**Task brief:** All the lines below should be set down exactly, with no picture carried into the copy.

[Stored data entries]
++++++++

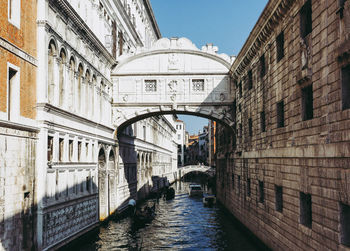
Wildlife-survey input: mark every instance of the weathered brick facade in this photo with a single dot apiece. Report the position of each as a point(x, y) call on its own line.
point(17, 125)
point(286, 172)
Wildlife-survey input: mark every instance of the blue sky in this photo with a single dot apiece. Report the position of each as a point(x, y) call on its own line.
point(225, 23)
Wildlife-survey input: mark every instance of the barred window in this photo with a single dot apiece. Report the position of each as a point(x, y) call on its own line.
point(198, 84)
point(150, 85)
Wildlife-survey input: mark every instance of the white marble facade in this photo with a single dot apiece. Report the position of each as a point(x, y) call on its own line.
point(78, 178)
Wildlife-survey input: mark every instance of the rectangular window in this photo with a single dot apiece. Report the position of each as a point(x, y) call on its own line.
point(250, 124)
point(70, 146)
point(250, 79)
point(280, 46)
point(49, 148)
point(61, 149)
point(239, 183)
point(280, 114)
point(346, 87)
point(345, 224)
point(262, 66)
point(261, 192)
point(307, 103)
point(240, 89)
point(14, 12)
point(279, 198)
point(88, 181)
point(306, 19)
point(198, 85)
point(248, 187)
point(305, 209)
point(233, 181)
point(150, 85)
point(13, 94)
point(79, 151)
point(262, 121)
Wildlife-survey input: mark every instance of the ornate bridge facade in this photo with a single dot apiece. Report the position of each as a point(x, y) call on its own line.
point(174, 76)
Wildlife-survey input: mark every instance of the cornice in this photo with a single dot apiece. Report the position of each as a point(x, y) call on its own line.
point(271, 16)
point(170, 51)
point(64, 7)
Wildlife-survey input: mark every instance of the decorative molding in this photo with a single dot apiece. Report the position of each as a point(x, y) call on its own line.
point(17, 51)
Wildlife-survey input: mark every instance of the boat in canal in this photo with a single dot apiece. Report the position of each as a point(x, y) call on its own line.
point(209, 200)
point(195, 190)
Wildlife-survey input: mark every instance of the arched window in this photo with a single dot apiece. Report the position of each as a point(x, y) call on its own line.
point(92, 96)
point(101, 112)
point(61, 82)
point(79, 89)
point(51, 71)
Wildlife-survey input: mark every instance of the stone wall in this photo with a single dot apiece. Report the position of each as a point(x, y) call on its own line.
point(285, 173)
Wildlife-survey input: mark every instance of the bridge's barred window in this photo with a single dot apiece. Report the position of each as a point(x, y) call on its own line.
point(280, 46)
point(240, 89)
point(233, 181)
point(70, 149)
point(261, 192)
point(79, 151)
point(279, 198)
point(250, 127)
point(280, 114)
point(49, 148)
point(262, 121)
point(306, 19)
point(198, 84)
point(150, 85)
point(305, 209)
point(239, 184)
point(307, 103)
point(248, 187)
point(262, 66)
point(346, 87)
point(345, 224)
point(61, 148)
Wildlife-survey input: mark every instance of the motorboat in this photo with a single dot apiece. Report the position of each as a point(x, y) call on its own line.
point(209, 200)
point(195, 190)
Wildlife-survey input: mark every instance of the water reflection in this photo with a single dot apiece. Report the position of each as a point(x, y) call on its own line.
point(180, 224)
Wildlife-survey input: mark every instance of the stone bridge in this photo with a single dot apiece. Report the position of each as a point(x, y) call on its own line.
point(182, 171)
point(173, 76)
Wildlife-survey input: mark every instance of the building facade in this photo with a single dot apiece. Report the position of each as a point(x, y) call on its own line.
point(180, 140)
point(148, 157)
point(285, 173)
point(78, 178)
point(18, 63)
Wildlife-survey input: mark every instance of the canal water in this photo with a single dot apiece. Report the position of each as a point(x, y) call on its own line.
point(183, 223)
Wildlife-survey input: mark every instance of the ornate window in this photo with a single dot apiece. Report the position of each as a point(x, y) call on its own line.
point(150, 85)
point(198, 85)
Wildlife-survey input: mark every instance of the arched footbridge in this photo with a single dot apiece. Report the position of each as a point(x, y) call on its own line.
point(182, 171)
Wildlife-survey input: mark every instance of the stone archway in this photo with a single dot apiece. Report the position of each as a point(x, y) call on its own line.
point(173, 76)
point(103, 185)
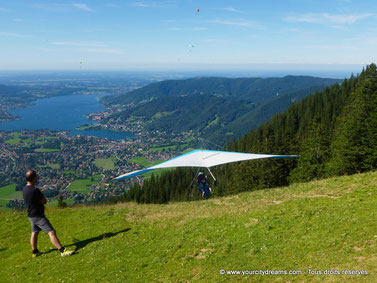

++++++++

**Result of the exercise:**
Wildlife-survey input: mark every instance of the weathered brick facade in this photo with a single dot apiece. Report the position of each as a point(x, y) call on its own line.
point(17, 125)
point(286, 172)
Wildlife-survey input: mark every instance of the blue sky in this photo with a single dot apiece. Report the position of each as a point(x, y) call on its own line.
point(225, 23)
Wildlife-survey input: mark every instance of the barred window in this photo with a single dot apiece. Report the position of each as a point(x, y) call on its own line.
point(198, 84)
point(150, 85)
Wildlife-survey input: mark every instance of the white marble facade in this photo with a single dot apiece. Report the position of each as a point(x, y) call on its own line.
point(78, 178)
Wildlife-survey input: mark every instance of the rectangular window in this photo with a single dot apiece. Report the position of each as a point(x, y) call on its own line.
point(250, 124)
point(70, 146)
point(250, 79)
point(280, 46)
point(49, 148)
point(61, 149)
point(239, 183)
point(280, 114)
point(346, 87)
point(345, 224)
point(262, 66)
point(261, 192)
point(307, 103)
point(240, 89)
point(14, 12)
point(279, 198)
point(88, 181)
point(306, 19)
point(198, 85)
point(248, 187)
point(305, 209)
point(233, 181)
point(150, 85)
point(13, 94)
point(79, 151)
point(262, 121)
Wildlife-survey input: mark every instance of the ornate bridge facade in this photo with a single dot apiece. Report the position of each as a point(x, y) call on its own line.
point(174, 76)
Wildlife-survey input: mark every instance of the cornice in this photo with a single dot apiece. Report the position of each as a point(x, y) call on its own line.
point(271, 16)
point(170, 51)
point(64, 7)
Wildlife-survey input: mark every instance of the decorative molding in this photo with a single dot apiece. Report the position of each as a point(x, y) call on its own line.
point(17, 51)
Wildlife-survey input: mark every instance of the boat in canal in this photo with a single dot apiece. Report the position of each as a point(x, y) call on its own line.
point(209, 200)
point(195, 190)
Wildlife-survey input: mark every instance of the arched window in this photo with a single dot apiece. Report the position of each as a point(x, y) call on its own line.
point(92, 96)
point(101, 112)
point(61, 82)
point(79, 89)
point(51, 71)
Wildlife-survey input: mark every instance of the stone wall in this photo with a single dot apiece. Report the position of each as a point(x, y) call on its own line.
point(285, 173)
Wildlife-survey input: mark every instance of the bridge's barred window in this photo with a single dot apiece. Report the position of each as a point(x, y) call on its own line.
point(280, 46)
point(240, 89)
point(233, 181)
point(70, 149)
point(261, 192)
point(79, 151)
point(279, 198)
point(250, 127)
point(280, 114)
point(49, 148)
point(262, 121)
point(306, 19)
point(198, 84)
point(150, 85)
point(305, 209)
point(239, 184)
point(307, 103)
point(248, 187)
point(262, 66)
point(346, 87)
point(345, 224)
point(61, 148)
Wildlife-survey input: mark every instance of the motorboat in this photo with a single dot apiece. Report the position of each as a point(x, y) call on its own line.
point(209, 200)
point(195, 190)
Wildlife-survey input: mark every instance of the water reflection in this photo with a single dot apiece. Report the position of each as a point(x, y) call on its own line.
point(180, 224)
Wildlife-survey input: mark every instance of the stone bridge in this photo with a single dot apiece. Report the position of each as a point(x, y) call on its own line.
point(182, 171)
point(173, 76)
Wildlife-survey input: mark every instance of the building facade in this photo with a single dot apiece. Report the position of each as a point(x, y) call on its own line.
point(180, 140)
point(148, 157)
point(285, 173)
point(78, 178)
point(18, 63)
Wildlife-survey input: mark every instance of the canal water in this photo with a single dot apiece. Report the position of each as a point(x, y) call on its own line.
point(183, 223)
Wildlife-survey input: mark every instance of the ornate window in this photo with a single dot apiece. Report the position of each as a point(x, y) call on its own line.
point(150, 85)
point(198, 85)
Wildlife-survey input: mark every instance of the arched footbridge in this photo with a single dot apiece. Report the position of each as a point(x, y) call on its own line.
point(182, 171)
Wildlife-survey input: mark every instance of the stone archway in this photo with a single dot apiece. Report the position of each as a point(x, y) call on its own line.
point(173, 76)
point(103, 185)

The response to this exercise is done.